--- MATERIALS PROVIDED Enclosed Below ---
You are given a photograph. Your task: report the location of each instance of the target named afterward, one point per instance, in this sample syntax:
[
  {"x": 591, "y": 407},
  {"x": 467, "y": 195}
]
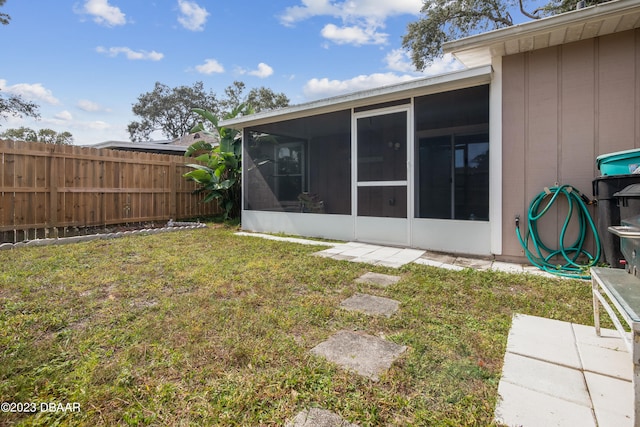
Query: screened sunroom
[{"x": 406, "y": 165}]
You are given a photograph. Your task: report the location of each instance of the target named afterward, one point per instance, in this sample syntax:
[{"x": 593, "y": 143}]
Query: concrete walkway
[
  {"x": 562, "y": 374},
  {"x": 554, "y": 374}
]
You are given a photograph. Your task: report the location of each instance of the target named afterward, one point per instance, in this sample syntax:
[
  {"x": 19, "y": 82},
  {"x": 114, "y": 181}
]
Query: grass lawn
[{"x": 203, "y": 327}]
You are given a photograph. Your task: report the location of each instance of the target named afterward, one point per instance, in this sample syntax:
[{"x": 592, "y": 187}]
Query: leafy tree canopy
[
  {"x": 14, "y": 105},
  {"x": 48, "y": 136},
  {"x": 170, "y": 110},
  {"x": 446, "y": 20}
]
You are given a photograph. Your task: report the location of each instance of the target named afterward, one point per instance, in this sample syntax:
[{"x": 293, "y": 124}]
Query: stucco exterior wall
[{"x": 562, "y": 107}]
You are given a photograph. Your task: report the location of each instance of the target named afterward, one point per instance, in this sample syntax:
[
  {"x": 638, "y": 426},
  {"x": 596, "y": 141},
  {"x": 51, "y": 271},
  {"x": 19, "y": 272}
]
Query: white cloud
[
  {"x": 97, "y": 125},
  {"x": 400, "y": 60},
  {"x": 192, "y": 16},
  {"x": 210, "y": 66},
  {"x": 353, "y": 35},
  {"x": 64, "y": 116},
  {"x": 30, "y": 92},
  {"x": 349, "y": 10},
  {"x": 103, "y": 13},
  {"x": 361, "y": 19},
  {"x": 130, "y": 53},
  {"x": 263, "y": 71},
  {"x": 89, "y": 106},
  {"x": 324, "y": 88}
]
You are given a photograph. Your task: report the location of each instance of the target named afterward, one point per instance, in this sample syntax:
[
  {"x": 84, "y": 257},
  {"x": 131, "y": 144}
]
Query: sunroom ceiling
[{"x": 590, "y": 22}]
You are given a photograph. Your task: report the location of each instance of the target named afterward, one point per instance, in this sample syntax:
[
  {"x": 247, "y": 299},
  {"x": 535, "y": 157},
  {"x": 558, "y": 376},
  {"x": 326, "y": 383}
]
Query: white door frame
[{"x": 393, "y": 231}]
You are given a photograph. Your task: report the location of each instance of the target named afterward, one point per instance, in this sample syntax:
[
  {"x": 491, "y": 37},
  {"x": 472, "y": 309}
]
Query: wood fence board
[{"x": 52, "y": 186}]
--- End of Enclosed MATERIALS PROVIDED ---
The complete set of records should be written out again, pictures excluded.

## YOUR RESPONSE
You are given a photograph. Your task: report the location of each instance of the target named afterward, one point per instance, in this sample syntax:
[
  {"x": 591, "y": 407},
  {"x": 467, "y": 195}
]
Query: screened sunroom
[{"x": 406, "y": 165}]
You are given a photograph. Your task: report the location of each instance of the target named afterward, one point per instance, in this sample syntax:
[{"x": 593, "y": 143}]
Query: concrete walkway
[
  {"x": 562, "y": 374},
  {"x": 554, "y": 374}
]
You are given a photograph. Your task: report the location of each instance of the target named afterward, one point per instance, in this sample syntax:
[
  {"x": 19, "y": 82},
  {"x": 114, "y": 181}
]
Query: grass lawn
[{"x": 203, "y": 327}]
You are given a photograph. Your task: report the location of each instance of the target named afterward, one point per instance, in this sample syntax:
[{"x": 592, "y": 187}]
Query: leafy tree canopy
[
  {"x": 14, "y": 105},
  {"x": 48, "y": 136},
  {"x": 170, "y": 110},
  {"x": 446, "y": 20}
]
You are given a photograph. Your task: report the location of each instance of the target named afterward, one point per instance, in this sample syntax:
[{"x": 293, "y": 124}]
Query: stucco exterior wall
[{"x": 562, "y": 107}]
You are given a photograph. Your task: report the location of each instance of the target named afterward, one point per instance, in this sample syntax:
[
  {"x": 638, "y": 426},
  {"x": 596, "y": 141},
  {"x": 51, "y": 271},
  {"x": 19, "y": 272}
]
Query: white cloud
[
  {"x": 97, "y": 125},
  {"x": 400, "y": 60},
  {"x": 192, "y": 16},
  {"x": 210, "y": 66},
  {"x": 353, "y": 35},
  {"x": 64, "y": 116},
  {"x": 30, "y": 92},
  {"x": 349, "y": 10},
  {"x": 103, "y": 13},
  {"x": 361, "y": 19},
  {"x": 130, "y": 53},
  {"x": 263, "y": 71},
  {"x": 89, "y": 106},
  {"x": 324, "y": 88}
]
You are given a photograph. Your task: report the location of each instance of the target named afterward, one point per instance, in this sample syntax:
[
  {"x": 84, "y": 257},
  {"x": 131, "y": 144}
]
Query: sunroom ceiling
[{"x": 590, "y": 22}]
You are given a photograph. Your task: report the location of each instance of the target named afterward, one point per instance, in this sample syntax:
[
  {"x": 247, "y": 299},
  {"x": 535, "y": 157},
  {"x": 558, "y": 376},
  {"x": 326, "y": 383}
]
Query: white door frame
[{"x": 393, "y": 231}]
You are given a photograph. Your task: report the location of each instance of the target named afterward, one point per instance, in this sample syntax:
[
  {"x": 491, "y": 37},
  {"x": 472, "y": 309}
]
Query: wood fence board
[{"x": 52, "y": 186}]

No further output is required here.